#### [Task brief]
Retrieve every line from the records in which the word "below" occurs.

===== Dataset records

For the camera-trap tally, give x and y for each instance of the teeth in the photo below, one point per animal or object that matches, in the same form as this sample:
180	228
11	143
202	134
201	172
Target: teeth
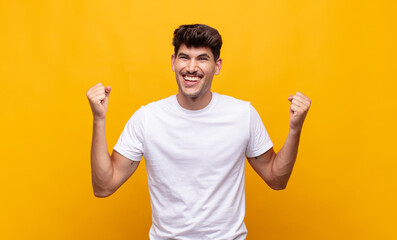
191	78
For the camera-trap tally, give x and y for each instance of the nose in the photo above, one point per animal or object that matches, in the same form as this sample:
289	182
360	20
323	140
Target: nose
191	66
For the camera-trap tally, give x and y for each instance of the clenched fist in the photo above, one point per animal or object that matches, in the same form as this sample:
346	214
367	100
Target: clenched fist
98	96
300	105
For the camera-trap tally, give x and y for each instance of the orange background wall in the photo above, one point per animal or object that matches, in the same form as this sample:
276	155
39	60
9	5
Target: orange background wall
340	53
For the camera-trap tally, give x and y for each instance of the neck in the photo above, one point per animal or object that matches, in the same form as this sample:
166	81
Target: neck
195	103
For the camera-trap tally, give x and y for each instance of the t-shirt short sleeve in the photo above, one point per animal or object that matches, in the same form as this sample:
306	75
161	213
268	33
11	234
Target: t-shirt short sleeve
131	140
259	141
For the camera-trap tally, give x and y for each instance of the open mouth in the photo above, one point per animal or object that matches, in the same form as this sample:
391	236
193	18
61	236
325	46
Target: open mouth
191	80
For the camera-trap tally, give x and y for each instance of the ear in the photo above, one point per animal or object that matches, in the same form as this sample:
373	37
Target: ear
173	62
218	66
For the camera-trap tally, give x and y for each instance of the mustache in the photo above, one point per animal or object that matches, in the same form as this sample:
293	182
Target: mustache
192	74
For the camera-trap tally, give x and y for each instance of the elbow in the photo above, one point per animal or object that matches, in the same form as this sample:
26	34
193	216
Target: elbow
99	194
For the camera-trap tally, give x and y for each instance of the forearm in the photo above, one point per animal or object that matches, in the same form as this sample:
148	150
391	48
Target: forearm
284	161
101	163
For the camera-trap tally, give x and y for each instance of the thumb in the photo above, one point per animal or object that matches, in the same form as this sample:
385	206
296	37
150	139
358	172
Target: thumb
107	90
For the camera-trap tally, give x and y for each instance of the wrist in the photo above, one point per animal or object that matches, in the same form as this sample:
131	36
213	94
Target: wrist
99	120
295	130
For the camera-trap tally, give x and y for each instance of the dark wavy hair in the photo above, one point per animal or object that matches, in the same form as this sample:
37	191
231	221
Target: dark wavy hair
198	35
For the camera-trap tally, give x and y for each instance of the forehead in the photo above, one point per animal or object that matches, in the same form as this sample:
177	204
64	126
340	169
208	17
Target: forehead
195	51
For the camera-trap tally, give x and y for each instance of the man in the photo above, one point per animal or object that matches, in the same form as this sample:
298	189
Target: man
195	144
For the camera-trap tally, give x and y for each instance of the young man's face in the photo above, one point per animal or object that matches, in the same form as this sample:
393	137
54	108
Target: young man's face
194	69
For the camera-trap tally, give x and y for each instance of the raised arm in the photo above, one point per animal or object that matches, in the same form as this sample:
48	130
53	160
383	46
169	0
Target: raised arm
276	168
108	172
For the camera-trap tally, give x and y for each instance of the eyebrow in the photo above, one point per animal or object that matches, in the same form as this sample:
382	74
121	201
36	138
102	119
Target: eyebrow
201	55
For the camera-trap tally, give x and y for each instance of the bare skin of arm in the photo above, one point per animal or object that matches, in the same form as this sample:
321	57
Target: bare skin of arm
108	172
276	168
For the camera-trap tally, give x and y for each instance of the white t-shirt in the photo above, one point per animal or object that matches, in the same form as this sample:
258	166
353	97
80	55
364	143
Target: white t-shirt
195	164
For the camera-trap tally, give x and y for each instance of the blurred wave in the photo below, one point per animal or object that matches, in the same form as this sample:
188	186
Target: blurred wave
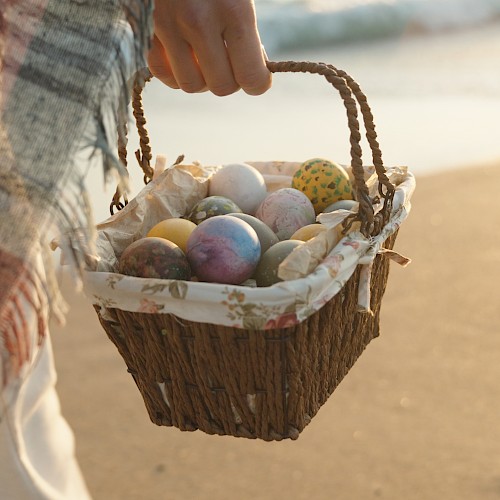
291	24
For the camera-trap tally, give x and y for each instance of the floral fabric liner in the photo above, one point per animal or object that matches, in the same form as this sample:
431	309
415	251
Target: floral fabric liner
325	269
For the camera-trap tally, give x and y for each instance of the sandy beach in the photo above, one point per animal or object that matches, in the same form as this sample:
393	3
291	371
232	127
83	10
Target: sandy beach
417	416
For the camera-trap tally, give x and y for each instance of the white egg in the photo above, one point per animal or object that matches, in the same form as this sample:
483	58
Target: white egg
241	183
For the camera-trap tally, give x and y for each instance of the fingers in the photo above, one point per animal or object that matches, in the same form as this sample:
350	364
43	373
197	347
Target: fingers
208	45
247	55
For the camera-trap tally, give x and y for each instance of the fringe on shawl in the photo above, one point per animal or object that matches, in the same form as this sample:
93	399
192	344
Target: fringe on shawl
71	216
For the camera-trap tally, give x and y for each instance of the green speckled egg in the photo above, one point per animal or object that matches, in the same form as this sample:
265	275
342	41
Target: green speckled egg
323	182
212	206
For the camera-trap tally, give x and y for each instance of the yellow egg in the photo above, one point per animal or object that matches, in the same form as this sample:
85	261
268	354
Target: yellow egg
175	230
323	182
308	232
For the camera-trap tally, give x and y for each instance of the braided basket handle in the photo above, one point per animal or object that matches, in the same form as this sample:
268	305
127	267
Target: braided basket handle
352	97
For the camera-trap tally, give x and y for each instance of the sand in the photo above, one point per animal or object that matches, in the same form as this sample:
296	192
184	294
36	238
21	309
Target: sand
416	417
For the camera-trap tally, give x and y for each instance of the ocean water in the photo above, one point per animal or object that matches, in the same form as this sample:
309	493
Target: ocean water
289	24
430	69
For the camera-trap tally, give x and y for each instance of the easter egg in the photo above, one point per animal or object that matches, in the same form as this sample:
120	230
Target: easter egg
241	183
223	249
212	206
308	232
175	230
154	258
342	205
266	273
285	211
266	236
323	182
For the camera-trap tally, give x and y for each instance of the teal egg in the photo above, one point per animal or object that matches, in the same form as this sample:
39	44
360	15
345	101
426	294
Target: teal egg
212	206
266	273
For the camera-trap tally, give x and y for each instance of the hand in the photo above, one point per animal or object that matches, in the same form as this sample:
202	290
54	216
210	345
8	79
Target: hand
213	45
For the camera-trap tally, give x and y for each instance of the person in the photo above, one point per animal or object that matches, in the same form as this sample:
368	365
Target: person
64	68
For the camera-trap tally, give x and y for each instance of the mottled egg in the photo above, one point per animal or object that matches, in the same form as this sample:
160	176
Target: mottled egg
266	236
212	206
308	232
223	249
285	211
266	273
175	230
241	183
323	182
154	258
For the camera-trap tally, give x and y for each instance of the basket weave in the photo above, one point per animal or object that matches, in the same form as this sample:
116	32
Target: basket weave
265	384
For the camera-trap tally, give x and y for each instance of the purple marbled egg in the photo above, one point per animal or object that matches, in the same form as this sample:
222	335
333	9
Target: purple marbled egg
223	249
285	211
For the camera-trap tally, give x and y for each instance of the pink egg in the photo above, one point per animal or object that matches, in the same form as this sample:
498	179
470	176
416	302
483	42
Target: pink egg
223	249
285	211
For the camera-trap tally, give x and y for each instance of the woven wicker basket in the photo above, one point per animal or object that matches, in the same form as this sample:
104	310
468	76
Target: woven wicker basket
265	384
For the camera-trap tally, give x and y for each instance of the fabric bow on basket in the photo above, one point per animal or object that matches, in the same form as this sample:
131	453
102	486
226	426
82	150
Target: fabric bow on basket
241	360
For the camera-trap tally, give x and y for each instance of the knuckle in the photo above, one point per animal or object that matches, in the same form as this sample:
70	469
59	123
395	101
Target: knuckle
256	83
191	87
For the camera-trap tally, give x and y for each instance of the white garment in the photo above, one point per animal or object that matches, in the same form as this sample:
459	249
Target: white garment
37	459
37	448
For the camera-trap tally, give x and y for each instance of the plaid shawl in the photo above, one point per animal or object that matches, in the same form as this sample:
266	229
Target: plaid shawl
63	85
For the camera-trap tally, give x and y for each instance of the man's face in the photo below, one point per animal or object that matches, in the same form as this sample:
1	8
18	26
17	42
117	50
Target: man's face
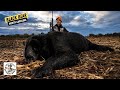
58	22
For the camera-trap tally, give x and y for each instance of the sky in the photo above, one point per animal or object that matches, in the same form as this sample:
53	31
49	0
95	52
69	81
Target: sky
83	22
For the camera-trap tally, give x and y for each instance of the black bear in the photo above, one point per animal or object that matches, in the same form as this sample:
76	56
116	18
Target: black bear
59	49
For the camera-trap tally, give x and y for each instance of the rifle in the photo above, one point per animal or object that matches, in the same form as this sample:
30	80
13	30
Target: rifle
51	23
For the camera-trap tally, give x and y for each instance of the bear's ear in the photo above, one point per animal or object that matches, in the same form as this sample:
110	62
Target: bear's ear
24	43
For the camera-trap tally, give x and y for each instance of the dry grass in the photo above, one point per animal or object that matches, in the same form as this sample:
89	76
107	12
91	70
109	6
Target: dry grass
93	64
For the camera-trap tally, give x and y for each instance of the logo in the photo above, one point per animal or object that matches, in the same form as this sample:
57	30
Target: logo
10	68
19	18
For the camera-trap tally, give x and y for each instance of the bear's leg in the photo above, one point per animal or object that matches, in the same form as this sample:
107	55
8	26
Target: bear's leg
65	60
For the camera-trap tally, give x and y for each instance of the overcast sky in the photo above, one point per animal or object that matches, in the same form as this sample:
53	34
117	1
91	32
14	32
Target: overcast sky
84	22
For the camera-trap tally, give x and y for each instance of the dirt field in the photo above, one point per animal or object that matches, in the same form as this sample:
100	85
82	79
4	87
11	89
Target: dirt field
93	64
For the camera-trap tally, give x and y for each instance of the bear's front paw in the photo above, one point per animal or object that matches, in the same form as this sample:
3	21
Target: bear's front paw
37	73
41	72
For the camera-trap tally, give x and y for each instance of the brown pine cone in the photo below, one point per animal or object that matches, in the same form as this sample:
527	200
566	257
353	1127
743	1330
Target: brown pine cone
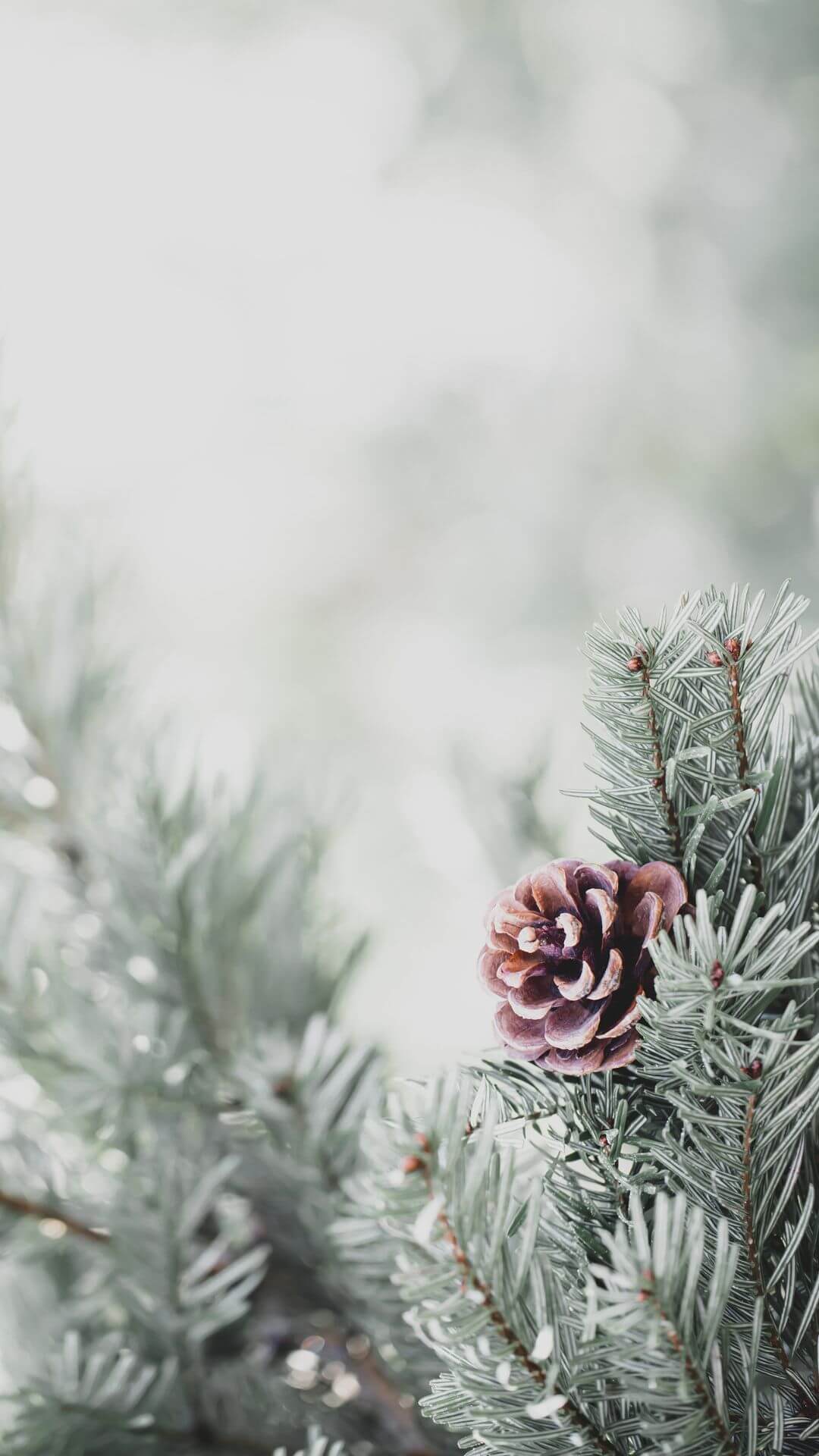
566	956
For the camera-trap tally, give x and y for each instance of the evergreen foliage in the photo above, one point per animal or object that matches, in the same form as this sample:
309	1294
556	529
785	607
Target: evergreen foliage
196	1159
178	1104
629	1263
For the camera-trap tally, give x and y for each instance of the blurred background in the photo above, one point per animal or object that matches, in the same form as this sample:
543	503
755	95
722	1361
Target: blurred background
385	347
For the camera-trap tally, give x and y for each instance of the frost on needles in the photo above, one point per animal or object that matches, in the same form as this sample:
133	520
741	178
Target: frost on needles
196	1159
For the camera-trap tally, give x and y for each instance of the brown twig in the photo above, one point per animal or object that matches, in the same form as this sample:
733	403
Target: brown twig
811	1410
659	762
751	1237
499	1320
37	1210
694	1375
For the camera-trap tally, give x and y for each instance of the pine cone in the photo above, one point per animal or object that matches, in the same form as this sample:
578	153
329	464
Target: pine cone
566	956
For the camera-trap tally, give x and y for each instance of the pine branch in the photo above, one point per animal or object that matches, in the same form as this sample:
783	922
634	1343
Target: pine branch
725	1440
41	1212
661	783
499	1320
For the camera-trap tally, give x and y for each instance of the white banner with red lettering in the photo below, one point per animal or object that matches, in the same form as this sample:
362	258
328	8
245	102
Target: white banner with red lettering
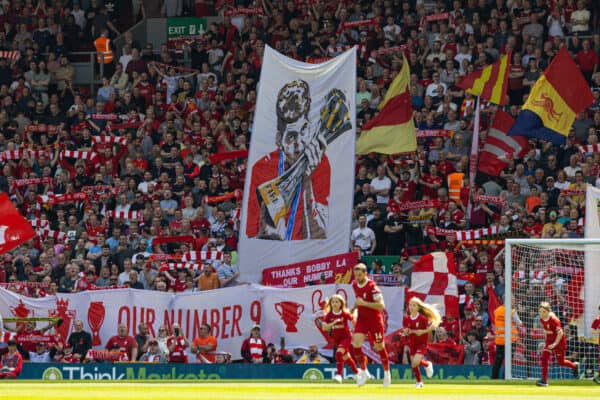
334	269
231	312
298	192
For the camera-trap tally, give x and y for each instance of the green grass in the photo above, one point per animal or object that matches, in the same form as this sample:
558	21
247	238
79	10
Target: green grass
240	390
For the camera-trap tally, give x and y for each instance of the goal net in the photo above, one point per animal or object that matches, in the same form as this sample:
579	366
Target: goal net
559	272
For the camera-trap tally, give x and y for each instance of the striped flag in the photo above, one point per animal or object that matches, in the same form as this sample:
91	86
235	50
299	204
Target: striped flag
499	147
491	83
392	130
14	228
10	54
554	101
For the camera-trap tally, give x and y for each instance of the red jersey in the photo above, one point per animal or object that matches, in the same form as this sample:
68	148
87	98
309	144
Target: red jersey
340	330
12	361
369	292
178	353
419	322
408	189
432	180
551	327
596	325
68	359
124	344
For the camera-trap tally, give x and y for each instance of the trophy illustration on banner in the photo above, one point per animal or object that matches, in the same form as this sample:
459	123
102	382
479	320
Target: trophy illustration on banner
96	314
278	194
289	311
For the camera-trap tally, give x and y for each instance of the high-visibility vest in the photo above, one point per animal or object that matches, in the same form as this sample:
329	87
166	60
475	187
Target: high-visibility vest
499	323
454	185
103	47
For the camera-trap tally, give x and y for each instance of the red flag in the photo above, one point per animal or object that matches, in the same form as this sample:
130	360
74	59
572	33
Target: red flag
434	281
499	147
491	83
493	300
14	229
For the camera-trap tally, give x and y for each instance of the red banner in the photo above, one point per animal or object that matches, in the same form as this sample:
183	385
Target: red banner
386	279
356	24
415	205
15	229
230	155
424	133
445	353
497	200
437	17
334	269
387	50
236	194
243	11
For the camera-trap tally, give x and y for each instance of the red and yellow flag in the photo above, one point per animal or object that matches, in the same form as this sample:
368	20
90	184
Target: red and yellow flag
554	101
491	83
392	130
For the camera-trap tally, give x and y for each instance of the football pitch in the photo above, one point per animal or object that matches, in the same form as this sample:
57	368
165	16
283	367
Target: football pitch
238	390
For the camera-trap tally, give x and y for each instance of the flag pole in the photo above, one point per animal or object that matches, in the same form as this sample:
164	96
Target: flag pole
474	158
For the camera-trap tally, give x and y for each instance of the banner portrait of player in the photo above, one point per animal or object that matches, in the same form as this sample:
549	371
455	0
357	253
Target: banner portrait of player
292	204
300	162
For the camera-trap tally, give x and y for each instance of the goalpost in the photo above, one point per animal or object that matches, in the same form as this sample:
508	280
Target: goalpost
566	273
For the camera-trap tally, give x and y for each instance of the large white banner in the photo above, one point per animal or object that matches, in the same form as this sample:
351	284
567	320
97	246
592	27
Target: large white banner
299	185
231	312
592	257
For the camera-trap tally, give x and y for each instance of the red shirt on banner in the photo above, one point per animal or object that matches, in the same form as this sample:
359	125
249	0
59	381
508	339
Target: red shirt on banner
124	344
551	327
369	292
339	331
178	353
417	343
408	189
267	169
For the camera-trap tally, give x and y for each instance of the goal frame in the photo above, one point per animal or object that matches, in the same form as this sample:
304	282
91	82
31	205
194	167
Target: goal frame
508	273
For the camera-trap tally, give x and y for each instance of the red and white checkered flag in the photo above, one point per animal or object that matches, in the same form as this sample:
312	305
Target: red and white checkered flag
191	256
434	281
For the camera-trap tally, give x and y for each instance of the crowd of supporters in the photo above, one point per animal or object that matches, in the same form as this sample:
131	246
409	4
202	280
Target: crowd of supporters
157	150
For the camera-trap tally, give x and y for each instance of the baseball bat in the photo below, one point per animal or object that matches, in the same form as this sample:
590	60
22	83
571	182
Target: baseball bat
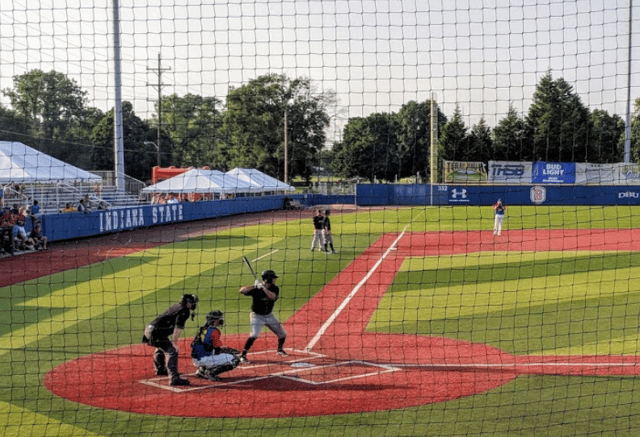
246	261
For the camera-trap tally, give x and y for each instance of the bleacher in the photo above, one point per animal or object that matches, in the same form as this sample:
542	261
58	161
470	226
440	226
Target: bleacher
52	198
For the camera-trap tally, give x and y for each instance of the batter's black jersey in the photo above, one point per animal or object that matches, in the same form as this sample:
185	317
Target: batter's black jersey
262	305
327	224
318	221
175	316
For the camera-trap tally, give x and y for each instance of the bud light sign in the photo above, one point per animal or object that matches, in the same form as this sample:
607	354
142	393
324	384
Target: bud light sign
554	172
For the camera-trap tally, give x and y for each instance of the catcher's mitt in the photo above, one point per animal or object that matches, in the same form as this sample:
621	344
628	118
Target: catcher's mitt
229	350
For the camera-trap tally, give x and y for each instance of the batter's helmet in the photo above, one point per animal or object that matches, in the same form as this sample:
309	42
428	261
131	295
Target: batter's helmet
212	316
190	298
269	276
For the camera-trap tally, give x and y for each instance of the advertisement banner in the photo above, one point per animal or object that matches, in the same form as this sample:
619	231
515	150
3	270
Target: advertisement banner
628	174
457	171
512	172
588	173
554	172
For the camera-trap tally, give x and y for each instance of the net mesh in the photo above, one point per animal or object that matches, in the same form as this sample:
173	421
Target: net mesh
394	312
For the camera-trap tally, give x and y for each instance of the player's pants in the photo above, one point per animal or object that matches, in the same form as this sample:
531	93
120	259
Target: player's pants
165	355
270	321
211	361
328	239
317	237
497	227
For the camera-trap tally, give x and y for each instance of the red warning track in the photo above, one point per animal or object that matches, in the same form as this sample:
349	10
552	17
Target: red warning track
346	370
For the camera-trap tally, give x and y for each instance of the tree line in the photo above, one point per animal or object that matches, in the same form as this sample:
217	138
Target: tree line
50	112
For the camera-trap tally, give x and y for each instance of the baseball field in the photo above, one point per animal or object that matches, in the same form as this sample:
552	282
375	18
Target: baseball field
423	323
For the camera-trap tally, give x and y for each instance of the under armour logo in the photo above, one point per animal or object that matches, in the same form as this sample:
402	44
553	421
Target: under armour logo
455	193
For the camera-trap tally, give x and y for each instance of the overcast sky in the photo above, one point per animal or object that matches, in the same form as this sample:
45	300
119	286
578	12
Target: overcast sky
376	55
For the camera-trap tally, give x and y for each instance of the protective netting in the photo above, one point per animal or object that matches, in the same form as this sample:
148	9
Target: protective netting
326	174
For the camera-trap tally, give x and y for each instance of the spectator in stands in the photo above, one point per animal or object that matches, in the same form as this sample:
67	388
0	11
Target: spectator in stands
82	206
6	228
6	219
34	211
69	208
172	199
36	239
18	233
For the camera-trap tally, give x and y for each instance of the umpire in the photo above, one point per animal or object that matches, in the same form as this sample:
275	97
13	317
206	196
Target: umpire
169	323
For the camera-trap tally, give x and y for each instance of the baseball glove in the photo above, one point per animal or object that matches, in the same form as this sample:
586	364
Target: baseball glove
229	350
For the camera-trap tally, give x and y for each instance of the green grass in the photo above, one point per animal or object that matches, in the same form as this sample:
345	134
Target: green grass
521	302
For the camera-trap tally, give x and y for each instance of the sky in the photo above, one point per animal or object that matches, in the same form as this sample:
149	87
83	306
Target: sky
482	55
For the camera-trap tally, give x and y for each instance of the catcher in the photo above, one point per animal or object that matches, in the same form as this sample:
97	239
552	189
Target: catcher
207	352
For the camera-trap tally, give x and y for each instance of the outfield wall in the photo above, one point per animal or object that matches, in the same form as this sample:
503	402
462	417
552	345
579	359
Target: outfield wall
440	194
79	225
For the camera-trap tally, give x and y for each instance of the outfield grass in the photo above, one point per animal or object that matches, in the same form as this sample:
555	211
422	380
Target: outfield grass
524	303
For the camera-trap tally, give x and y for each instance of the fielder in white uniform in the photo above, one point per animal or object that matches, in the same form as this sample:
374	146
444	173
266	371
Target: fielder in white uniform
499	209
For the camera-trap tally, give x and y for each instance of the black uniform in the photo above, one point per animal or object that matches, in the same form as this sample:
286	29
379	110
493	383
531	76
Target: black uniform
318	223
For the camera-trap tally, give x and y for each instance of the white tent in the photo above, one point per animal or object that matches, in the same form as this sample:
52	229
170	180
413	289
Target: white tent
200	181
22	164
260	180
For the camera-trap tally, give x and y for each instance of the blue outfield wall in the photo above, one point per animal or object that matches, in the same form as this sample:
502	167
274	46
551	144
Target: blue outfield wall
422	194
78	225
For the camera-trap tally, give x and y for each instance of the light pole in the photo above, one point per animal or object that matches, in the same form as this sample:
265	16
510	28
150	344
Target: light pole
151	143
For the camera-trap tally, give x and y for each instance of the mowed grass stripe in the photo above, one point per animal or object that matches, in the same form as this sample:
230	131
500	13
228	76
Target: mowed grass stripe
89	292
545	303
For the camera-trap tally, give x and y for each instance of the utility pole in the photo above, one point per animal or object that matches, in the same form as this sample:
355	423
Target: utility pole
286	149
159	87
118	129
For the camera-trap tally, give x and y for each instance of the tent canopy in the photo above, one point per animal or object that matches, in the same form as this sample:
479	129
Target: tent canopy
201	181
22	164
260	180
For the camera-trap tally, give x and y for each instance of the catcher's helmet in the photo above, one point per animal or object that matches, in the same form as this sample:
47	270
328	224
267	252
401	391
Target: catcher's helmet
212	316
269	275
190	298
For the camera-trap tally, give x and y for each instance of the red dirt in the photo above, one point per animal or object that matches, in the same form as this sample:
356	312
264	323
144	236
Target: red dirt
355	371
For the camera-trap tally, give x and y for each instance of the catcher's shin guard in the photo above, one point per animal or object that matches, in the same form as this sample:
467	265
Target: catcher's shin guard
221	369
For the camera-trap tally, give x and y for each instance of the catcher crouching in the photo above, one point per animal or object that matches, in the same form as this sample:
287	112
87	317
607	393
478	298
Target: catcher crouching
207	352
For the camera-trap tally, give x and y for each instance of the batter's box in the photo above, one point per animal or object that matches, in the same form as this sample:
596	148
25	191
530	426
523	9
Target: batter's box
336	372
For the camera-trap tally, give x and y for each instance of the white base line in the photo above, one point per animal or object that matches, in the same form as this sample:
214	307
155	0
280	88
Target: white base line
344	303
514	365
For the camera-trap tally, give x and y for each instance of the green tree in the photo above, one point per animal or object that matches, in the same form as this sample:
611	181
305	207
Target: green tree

==========

#### [Answer box]
For the camera-trap tally, give x and y for each instance of the teeth in the photo below, one point per animal or object that matches, in the same form as this sample:
For the camera-trap tally, give x and y for each instance of the blurred wave in the photo below, one point per animal or object that matches, in the same form as this sample:
For the camera-trap tally, give x and y for each instance of the man's face in the photo below, one point per animal or object that matches, in the same form as this sample:
For the camera-trap tally, give x and y for each instance of the brown pine cone in the photo below, one point per animal or object that matches, in the same form as this sample:
For the camera-trap tally, give x and y for each instance of the white banner with red lettering in the photo below, one point per animal or object that matches, in the same form as this sample:
For the camera-trap tally, give x and y for each instance of the baseball bat in the photo below, one point per animal or object that matches, in the same form as this sample:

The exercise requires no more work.